Written task. Copy out, exactly as given, every line from the line with "Q: Point to the horse's shadow" to the end of the listing, both of those lines included.

Extracted records.
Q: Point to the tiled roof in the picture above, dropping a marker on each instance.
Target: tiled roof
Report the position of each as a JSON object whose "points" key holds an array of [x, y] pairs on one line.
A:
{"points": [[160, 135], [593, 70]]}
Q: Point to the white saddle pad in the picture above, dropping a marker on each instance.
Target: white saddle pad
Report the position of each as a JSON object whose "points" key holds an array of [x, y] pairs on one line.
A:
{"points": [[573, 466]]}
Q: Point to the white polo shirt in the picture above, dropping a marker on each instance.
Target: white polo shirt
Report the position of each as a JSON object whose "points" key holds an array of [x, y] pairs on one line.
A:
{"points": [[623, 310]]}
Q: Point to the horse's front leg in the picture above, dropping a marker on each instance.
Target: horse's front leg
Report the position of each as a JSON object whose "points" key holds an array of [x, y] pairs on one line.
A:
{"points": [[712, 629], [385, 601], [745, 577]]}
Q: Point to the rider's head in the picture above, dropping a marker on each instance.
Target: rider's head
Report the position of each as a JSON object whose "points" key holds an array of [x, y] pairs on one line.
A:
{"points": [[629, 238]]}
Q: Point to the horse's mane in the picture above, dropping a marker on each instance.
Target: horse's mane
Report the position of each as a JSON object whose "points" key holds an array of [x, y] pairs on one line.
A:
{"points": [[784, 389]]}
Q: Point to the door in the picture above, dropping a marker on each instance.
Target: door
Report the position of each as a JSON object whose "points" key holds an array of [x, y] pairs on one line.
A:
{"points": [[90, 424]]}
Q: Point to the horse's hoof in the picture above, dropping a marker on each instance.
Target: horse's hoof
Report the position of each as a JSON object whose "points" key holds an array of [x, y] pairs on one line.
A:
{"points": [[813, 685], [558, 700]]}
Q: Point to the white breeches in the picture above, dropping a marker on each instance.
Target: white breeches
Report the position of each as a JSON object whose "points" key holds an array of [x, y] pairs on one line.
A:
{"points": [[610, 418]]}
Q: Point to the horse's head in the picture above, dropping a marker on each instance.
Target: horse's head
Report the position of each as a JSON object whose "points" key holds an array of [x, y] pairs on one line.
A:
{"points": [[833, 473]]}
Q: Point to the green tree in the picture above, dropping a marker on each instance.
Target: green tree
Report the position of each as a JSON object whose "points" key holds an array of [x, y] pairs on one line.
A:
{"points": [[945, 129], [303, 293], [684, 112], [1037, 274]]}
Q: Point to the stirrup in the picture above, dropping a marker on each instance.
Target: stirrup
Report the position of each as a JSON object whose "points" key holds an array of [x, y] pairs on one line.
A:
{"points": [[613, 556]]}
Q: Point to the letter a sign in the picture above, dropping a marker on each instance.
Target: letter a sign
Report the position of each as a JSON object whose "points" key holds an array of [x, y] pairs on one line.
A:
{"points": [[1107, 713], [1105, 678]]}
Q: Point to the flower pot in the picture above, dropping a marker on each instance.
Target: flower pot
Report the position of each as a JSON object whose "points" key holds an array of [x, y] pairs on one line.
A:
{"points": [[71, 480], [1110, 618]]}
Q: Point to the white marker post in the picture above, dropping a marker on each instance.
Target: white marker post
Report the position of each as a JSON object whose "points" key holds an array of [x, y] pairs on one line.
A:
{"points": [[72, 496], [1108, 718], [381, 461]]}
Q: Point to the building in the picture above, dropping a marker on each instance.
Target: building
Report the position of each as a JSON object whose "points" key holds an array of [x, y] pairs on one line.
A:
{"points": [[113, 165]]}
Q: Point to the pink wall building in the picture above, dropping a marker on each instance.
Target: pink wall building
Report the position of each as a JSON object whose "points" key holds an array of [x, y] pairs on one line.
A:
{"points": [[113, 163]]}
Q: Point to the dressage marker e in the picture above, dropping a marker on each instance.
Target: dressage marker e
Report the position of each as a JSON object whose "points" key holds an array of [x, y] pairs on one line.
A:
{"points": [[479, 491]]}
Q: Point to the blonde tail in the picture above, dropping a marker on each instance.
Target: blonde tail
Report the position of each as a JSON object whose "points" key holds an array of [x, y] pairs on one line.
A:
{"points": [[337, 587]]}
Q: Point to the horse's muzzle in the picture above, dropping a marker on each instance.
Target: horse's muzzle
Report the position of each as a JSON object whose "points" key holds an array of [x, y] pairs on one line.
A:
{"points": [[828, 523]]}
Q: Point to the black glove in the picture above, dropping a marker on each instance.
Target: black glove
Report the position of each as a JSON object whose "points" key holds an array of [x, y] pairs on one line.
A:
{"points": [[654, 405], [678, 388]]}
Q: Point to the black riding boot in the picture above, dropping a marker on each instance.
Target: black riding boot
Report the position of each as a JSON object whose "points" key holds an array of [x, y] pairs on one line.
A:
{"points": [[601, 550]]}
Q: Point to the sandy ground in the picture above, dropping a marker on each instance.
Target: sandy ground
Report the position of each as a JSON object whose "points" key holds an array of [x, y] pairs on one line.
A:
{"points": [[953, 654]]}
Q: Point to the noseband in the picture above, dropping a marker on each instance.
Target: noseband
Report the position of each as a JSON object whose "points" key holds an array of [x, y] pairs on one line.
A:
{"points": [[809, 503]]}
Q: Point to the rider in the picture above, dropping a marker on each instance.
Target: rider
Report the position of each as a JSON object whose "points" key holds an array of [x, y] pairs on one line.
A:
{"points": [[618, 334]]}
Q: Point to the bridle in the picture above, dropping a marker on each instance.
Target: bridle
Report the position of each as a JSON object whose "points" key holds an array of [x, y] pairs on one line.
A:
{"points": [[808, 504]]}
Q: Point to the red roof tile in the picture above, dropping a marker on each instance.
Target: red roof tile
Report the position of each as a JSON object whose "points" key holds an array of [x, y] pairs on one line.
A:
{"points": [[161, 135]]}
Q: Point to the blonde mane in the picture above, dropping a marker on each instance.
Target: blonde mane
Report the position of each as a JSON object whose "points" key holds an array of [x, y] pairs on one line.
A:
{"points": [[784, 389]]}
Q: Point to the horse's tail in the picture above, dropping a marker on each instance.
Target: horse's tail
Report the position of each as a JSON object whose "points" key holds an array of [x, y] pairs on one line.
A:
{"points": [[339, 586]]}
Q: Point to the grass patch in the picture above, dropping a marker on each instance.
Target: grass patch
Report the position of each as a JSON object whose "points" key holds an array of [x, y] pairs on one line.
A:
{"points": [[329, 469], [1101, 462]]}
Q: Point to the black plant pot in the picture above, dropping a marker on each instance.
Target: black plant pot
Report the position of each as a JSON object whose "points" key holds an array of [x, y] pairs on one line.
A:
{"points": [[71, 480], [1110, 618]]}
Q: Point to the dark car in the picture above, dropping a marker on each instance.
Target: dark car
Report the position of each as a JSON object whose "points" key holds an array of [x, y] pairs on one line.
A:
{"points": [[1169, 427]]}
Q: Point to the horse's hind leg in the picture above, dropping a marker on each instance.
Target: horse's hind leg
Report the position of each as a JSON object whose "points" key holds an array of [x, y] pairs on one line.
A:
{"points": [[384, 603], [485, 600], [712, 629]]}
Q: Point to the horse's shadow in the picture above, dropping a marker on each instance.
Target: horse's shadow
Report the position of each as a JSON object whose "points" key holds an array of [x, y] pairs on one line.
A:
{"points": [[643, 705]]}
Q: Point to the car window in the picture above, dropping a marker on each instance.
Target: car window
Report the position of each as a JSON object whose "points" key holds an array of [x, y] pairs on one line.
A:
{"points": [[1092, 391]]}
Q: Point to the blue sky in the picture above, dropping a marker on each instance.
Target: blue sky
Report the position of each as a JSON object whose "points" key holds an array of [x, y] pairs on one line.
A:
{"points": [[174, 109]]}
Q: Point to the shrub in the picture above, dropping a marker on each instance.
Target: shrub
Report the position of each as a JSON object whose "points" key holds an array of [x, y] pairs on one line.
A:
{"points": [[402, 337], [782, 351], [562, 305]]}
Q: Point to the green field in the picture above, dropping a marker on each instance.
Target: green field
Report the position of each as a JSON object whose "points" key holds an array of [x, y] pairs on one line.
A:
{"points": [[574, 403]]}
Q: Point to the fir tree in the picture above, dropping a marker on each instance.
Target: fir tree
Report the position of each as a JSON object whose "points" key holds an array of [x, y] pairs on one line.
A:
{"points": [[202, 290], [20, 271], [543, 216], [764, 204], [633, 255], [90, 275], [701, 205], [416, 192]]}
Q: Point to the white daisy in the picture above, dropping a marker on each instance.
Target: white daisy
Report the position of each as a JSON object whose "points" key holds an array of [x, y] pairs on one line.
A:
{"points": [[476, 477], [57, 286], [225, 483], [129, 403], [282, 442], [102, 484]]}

Written solution.
Q: Point to the horse's shadow in the picture above, dropping a marker on each instance.
Target: horse's shadow
Report the position of each as a JSON object whose "points" key holds an array of [x, y] pairs on one line.
A:
{"points": [[643, 705]]}
Q: Point to the car window in the picture above, dropping a marker on each instance.
Target: car window
Report the position of each as a JSON object whose "points" key holds an array of [x, y] pairs on one line.
A:
{"points": [[1092, 391]]}
Q: Point to the blue sky in the picture above, dropping a marker on each instance.
Target: blue sky
Report the position of each as a JSON object whose "points" key holds an array of [x, y] pairs on one line.
A:
{"points": [[174, 109]]}
Q: Point to the shrub in the picture above, dropping a marker on each instance.
Target: shrub
Report the position of each as a JSON object whose "points" key holds an array of [x, y] pairs on one line.
A:
{"points": [[402, 337], [782, 351], [562, 305]]}
Q: Point to the green field in the picture above, dropping a marker on each instance.
Target: green field
Report the position of each as a JSON object whose "points" key holds an array of [x, y] pairs on one line.
A:
{"points": [[574, 403]]}
Q: Point to the fir tree in the picture above, dropping a marker on each instance.
Target: fir tree
Report the position of each as a JSON object whose "points" key holds an array of [x, y] pairs on one line.
A:
{"points": [[202, 290], [20, 271], [543, 216], [764, 204], [633, 255], [90, 275], [701, 205], [416, 192]]}
Q: Point to the white daisy in the picture above, dropping a marker on each instance.
Target: white daisy
Report the position of each as a JSON object whose "points" key holds an array of [x, y] pairs on one line.
A:
{"points": [[476, 477], [57, 286], [225, 483], [129, 403], [282, 442], [102, 484]]}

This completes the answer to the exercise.